As best we can tell, the obstacle isn’t philosophical: nobody wants to see innocent people in prison.  Instead, the roadblock is financial.  In order to ensure that post-conviction DNA testing can take place, relevant evidence has to be preserved. (The cost of a DNA test itself is insignificant.) This raises some questions: exactly which evidence should be stored?  For how long?  And should local municipalities pay to preserve evidence, or should it be the state’s responsibility?

There are some legitimately tricky questions here.  This month, a group of legislators, law enforcement officials, and other stakeholders are trying to work out a compromise on these issues.  If they’re successful, post-conviction DNA access legislation has a shot at passing this year.

There are lots of reasons for the Legislature to move forward.  After all, for every innocent person in prison, a guilty person remains at large.  Post-conviction DNA laws make it easier for law enforcement to correct mistakes and track down actual offenders.

These laws also free up state resources.  Keeping someone in a Massachusetts prison for one year costs taxpayers almost $46,000. (Dennis’ erroneous imprisonment alone cost the commonwealth about $874,000 in today’s dollars.)

Some observers have worried that granting prisoners access to DNA testing would create a tidal wave of requests.  But this hasn’t happened in other states, and there’s no reason to think it would happen here, either.  As Mr. Maher has written, granting prisoners DNA access “makes the system more accurate, fair, reliable and efficient.”

(Instructions to follow):
Extend the piece on post-conviction DNA testing legislation in Massachusetts, picking up after its last paragraph.

(Data section):
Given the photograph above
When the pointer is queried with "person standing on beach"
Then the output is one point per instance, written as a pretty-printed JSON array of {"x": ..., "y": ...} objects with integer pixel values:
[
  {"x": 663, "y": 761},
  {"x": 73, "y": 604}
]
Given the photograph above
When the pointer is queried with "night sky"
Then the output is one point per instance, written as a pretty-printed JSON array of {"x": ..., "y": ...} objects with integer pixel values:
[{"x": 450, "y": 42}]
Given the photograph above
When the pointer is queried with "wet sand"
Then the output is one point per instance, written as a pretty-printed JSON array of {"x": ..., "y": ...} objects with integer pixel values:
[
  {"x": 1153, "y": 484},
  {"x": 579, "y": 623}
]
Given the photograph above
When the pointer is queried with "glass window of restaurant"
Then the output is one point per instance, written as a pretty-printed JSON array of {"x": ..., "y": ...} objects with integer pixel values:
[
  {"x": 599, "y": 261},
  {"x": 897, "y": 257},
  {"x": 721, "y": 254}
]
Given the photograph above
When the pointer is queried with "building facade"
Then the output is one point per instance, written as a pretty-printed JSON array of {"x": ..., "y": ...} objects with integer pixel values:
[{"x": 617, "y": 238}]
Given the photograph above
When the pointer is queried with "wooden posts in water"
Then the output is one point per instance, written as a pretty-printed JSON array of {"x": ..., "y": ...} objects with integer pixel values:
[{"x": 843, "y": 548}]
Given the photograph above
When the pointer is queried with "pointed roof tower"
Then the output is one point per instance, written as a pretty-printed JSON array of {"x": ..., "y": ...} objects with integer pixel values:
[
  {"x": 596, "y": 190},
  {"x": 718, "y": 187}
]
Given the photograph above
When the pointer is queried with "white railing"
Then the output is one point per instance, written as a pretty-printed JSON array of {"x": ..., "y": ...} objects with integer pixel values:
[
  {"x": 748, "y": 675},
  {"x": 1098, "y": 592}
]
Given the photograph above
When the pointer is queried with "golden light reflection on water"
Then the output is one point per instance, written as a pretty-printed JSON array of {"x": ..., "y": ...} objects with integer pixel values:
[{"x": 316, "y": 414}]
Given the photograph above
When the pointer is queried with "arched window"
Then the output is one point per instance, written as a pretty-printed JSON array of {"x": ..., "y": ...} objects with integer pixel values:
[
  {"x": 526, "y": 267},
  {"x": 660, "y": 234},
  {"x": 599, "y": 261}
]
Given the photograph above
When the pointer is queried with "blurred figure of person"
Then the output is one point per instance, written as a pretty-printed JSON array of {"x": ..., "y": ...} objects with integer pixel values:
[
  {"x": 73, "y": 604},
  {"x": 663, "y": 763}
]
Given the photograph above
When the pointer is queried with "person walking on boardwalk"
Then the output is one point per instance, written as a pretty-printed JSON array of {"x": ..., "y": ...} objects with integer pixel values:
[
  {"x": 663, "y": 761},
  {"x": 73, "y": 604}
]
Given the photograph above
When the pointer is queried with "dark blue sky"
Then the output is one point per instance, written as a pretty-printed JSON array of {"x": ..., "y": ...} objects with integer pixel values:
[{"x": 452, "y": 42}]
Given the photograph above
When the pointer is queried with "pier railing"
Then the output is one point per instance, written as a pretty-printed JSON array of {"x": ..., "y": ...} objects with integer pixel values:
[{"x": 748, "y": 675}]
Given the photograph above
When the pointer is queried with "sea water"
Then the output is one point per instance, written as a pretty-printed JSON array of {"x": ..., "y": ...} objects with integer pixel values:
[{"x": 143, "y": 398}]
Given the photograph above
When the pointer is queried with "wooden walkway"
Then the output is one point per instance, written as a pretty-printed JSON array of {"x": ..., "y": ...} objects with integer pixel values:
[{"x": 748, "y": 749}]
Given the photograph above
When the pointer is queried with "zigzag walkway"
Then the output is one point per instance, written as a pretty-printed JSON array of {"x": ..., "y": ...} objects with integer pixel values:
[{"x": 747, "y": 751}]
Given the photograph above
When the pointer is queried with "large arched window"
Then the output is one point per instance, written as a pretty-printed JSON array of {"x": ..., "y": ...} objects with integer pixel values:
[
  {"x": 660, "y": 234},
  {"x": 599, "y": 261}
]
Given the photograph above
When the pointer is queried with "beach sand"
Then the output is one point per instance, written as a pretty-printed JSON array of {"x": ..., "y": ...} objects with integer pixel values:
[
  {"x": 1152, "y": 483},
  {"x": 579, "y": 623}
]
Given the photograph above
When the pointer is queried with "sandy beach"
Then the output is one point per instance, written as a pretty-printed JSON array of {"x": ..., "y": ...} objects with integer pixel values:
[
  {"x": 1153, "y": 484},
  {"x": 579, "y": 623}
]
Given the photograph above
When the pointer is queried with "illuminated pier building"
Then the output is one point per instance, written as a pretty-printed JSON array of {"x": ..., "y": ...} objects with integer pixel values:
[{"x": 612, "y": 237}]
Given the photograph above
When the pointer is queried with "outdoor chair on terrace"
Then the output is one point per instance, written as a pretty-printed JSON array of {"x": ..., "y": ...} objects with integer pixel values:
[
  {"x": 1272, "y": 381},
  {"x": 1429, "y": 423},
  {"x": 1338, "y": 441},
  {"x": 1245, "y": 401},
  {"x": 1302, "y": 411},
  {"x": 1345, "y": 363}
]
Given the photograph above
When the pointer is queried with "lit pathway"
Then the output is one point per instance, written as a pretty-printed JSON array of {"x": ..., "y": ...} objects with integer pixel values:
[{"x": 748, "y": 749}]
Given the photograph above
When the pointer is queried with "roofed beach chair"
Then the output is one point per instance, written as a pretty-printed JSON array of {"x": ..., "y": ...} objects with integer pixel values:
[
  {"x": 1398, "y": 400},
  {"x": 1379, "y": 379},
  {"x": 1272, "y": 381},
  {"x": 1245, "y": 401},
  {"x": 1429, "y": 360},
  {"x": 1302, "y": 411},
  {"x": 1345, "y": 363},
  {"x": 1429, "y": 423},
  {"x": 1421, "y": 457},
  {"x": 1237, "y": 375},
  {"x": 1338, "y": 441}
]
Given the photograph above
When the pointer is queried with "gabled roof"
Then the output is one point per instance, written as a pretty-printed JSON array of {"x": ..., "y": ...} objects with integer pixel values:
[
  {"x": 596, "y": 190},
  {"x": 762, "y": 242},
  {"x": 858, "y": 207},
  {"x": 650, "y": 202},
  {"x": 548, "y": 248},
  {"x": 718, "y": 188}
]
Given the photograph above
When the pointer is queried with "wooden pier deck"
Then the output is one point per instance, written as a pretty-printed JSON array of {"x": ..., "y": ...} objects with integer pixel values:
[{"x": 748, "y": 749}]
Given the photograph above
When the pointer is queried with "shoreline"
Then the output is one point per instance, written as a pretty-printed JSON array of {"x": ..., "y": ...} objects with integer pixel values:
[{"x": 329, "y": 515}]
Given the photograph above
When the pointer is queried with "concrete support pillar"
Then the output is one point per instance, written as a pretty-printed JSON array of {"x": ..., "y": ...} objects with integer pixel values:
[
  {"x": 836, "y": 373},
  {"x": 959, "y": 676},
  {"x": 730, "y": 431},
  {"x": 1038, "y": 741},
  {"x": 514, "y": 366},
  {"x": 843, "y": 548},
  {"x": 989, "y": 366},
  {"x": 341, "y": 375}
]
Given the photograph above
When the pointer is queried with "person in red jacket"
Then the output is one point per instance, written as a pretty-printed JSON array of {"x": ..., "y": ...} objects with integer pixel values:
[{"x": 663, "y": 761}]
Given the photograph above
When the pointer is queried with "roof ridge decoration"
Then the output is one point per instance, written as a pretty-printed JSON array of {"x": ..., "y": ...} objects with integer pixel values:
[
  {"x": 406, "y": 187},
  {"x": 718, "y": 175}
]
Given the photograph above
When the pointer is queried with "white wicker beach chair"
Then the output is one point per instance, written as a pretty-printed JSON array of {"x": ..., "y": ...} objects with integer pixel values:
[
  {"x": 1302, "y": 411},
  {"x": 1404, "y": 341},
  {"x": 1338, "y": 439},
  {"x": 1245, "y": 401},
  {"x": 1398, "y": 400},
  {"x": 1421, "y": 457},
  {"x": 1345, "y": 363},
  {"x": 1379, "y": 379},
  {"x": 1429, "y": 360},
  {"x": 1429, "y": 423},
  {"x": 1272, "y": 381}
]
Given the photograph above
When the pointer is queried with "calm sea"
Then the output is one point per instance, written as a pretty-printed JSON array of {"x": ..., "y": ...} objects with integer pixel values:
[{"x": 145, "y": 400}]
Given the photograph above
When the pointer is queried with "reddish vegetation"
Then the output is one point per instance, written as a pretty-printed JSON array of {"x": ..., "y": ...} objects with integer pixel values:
==
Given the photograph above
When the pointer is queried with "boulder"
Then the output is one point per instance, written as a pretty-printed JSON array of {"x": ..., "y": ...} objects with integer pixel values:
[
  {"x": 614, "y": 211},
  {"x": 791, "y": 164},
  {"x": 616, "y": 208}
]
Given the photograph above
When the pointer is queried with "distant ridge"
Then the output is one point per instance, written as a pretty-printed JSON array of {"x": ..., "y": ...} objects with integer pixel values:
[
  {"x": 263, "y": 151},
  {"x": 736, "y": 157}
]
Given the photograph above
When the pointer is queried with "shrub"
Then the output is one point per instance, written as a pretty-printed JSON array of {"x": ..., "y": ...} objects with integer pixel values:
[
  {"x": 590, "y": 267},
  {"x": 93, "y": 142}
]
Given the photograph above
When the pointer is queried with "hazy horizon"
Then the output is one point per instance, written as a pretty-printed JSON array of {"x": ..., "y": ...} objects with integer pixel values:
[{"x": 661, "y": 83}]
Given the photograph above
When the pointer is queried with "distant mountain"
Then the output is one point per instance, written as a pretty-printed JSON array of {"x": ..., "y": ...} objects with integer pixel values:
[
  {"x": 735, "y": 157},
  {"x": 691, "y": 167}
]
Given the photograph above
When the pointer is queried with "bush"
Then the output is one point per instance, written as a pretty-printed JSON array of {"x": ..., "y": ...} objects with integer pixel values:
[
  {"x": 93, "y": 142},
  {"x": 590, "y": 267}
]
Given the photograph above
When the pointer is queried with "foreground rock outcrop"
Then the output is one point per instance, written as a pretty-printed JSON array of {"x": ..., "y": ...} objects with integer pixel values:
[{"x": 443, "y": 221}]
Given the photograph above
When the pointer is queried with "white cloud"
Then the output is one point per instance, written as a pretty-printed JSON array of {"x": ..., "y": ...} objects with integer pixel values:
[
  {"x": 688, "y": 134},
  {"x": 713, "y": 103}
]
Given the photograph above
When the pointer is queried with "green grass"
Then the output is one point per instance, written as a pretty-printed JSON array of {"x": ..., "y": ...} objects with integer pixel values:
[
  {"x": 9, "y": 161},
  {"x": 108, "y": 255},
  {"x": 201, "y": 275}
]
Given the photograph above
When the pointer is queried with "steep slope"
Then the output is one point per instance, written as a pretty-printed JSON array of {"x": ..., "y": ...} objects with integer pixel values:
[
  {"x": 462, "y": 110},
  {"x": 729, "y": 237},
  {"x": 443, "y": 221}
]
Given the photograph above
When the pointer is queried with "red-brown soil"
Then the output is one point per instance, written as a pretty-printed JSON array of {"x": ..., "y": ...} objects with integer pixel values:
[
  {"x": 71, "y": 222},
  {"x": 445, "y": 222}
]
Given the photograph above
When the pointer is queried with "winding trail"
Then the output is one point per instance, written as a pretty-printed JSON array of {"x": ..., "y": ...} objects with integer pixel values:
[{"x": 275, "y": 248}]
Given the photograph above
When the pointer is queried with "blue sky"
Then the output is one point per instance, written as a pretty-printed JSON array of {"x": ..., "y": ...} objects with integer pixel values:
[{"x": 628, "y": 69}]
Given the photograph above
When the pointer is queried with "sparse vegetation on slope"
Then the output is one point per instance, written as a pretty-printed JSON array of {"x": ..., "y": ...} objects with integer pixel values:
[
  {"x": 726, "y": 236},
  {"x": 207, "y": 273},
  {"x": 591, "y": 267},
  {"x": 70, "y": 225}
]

(Written response):
Over the last several years, a broad chorus has begun to call for a post-conviction DNA access law in Massachusetts.  Recently, a Boston Bar Association task force – comprised of police, prosecutors, defense attorneys, former judges, and other stakeholder – issued a public call for lawmakers to move on the issue.  Boston Police Commissioner Ed Davis has chimed in with his support.  Law enforcement officials from around the commonwealth have recognized that post-conviction DNA access legislation is just sensible public policy.

The technical details may be complicated, but the basic principle isn’t.  DNA evidence can help our law enforcement officials free innocents, find the guilty, and keep the public safe.   Forty-seven other states have managed to pass post-conviction DNA legislation.  Massachusetts should do the same.